**** Texto fornecido

Elisa Reis e Marc Fleurbaey

O quarto e último dia da Reunião Magna da Academia Brasileira de Ciências 2021 recebeu para a Conferência Magna o professor da Escola de Economia de Paris e da Universidade de Princeton Marc Fleurbaey, especialista em economia normativa e teoria da escolha social. A palestra teve como tema “Desigualdade e Interdependência” e foi moderada pela Acadêmica Elisa Reis.

A desigualdade é compreendida pela economia em termos de posse de recursos, como de dinheiro ou de educação; e pela sociologia em termos de estruturas estáveis, como as classes sociais. Marc Fleurbaey estimula que pensemos a questão também pela ótica de interdependência entre pessoas.

“Humanos são extremamente dependentes das interações uns com os outros e a qualidade dessas interações naturalmente gera desigualdade”, explicou Fleurbaey, acrescentando que muitas dessas interações têm pouca relação com o mercado ou o Estado. “A pandemia criou desigualdades entre pessoas suscetíveis e resistentes, entre imunizados e vulneráveis, e também é influenciada pela interação entre elas”, exemplificou.

********
**** Trechos dos itens

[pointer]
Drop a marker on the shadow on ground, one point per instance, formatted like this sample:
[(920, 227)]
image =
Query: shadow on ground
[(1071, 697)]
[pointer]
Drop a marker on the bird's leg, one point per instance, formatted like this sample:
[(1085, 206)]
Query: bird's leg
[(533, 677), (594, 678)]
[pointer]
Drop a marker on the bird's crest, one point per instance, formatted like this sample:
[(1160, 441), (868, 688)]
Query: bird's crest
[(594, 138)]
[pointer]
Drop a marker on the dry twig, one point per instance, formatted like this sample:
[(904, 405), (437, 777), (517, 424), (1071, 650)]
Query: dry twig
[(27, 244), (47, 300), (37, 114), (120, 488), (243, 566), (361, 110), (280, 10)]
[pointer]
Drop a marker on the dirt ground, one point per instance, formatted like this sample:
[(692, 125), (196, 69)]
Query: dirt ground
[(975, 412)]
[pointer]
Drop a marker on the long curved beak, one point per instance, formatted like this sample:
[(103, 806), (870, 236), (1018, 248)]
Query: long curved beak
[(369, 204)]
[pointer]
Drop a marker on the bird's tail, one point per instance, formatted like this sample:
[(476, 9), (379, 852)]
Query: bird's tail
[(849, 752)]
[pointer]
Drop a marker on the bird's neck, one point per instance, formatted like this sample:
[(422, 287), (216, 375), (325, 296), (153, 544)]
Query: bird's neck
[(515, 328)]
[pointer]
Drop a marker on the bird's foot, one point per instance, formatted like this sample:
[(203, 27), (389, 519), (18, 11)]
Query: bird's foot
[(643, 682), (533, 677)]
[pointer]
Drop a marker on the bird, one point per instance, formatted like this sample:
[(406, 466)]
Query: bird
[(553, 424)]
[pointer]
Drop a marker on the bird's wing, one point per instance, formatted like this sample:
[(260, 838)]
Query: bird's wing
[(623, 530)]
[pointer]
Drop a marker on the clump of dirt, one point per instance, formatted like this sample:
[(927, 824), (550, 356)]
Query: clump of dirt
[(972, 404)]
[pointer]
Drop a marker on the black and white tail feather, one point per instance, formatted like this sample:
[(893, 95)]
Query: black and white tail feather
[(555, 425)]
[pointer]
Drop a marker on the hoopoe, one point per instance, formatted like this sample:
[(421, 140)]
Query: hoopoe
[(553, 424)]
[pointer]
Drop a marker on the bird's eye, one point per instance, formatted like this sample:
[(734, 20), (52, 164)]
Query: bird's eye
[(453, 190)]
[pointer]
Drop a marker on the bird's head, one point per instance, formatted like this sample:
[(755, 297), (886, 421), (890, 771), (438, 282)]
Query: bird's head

********

:: Objetivo da tarefa ::
Escreva, por favor, a continuação do texto sobre a conferência de Marc Fleurbaey, começando logo depois da última frase.

:: Resposta do exercício ::
Para além da pandemia, muitos são as interações que constroem a experiência humana, como as que ocorrem no ambiente escolar, familiar ou de trabalho. Fleurbaey apresentou modelos de mobilidade social baseados em três tipos principais de interação – competição, atração e cooperação – e avaliou os resultados estatísticos que cada modelo obteve, comparando com exemplos da realidade de empresas ou instituições de ensino.

Ele acredita que a lógica da competição é, de certa maneira, inerente à biologia e evolução humana e têm seus benefícios no tocante ao progresso, mas que “fundamentalmente gera prejuízos e desperdícios, tanto de recursos quanto de potencial humano coletivo, na medida em que existe estímulo para internalizar benefícios e externalizar os problemas”.

O combate à desigualdade, segundo o palestrante, deve ser feito institucionalmente, internalizando os custos da competição e estimulando formas cooperativas. “Mesmo em modelos de cooperação, a competição acaba surgindo de forma ‘extra-oficial’, mas não é tão forte do que quando é institucionalizada”, avaliou. Fleurbaey terminou com uma mensagem: “vivemos em uma sociedade com um trágico desperdício de potencial humano, que pode ser superado”.

Debate

Ao término da apresentação, o espaço foi aberto para o diálogo com participantes.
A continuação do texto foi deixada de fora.